Turn every one of the lines below into a Markdown table with two columns: Row, holding the row number, and Line, holding the line itself. Leave out any blank lines.
--- start of MATERIAL ---
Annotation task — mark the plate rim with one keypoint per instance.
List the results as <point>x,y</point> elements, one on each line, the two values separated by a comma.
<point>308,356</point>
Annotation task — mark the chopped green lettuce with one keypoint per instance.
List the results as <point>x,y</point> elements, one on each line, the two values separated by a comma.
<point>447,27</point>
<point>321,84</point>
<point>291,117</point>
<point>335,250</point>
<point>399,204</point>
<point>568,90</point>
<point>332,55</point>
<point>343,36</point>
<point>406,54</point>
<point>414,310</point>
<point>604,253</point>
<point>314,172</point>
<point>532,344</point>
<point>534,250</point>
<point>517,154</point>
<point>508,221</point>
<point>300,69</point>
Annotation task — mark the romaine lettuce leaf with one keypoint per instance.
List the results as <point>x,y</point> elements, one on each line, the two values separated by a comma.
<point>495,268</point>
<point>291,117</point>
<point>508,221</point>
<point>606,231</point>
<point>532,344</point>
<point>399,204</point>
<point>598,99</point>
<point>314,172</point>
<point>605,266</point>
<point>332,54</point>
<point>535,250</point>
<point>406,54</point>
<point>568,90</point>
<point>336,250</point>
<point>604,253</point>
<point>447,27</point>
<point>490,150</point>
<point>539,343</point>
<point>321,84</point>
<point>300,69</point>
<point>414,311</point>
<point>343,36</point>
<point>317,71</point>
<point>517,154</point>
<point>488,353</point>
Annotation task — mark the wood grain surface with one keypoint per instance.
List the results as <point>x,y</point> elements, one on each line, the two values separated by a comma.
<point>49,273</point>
--- end of MATERIAL ---
COMPLETE OUTPUT:
| Row | Line |
|---|---|
| 1 | Annotation task — mark the plate rim with one keypoint per instance. |
| 2 | List the results as <point>x,y</point> elements, one on each line, the two values separated by a comma. |
| 3 | <point>308,356</point> |
| 4 | Annotation task — mark the chopped green lettuce with one keypoint per instance. |
| 5 | List the results as <point>x,y</point> elements, one on each line, the two values separated by a comma. |
| 6 | <point>447,27</point> |
| 7 | <point>321,84</point> |
| 8 | <point>291,117</point> |
| 9 | <point>335,250</point> |
| 10 | <point>399,204</point> |
| 11 | <point>568,90</point> |
| 12 | <point>332,55</point> |
| 13 | <point>343,36</point> |
| 14 | <point>406,54</point> |
| 15 | <point>414,310</point> |
| 16 | <point>604,253</point> |
| 17 | <point>314,172</point> |
| 18 | <point>532,344</point> |
| 19 | <point>534,250</point> |
| 20 | <point>517,154</point> |
| 21 | <point>508,221</point> |
| 22 | <point>300,69</point> |
| 23 | Annotation task — mark the romaine lettuce leaf with one keypoint per instance. |
| 24 | List the results as <point>x,y</point> elements, one on each line, the two values separated by a comma. |
| 25 | <point>495,268</point> |
| 26 | <point>291,117</point> |
| 27 | <point>508,221</point> |
| 28 | <point>606,231</point> |
| 29 | <point>532,344</point> |
| 30 | <point>399,204</point> |
| 31 | <point>598,99</point> |
| 32 | <point>314,172</point> |
| 33 | <point>605,266</point> |
| 34 | <point>332,54</point> |
| 35 | <point>535,250</point> |
| 36 | <point>406,54</point> |
| 37 | <point>568,90</point> |
| 38 | <point>336,250</point> |
| 39 | <point>604,253</point> |
| 40 | <point>447,27</point> |
| 41 | <point>490,150</point> |
| 42 | <point>539,343</point> |
| 43 | <point>321,84</point> |
| 44 | <point>300,69</point> |
| 45 | <point>414,311</point> |
| 46 | <point>343,36</point> |
| 47 | <point>317,71</point> |
| 48 | <point>517,154</point> |
| 49 | <point>488,353</point> |
| 50 | Annotation task — mark the wood grain surface with one keypoint per instance. |
| 51 | List the results as <point>x,y</point> elements, one on each line, the two values separated by a comma. |
| 52 | <point>49,273</point> |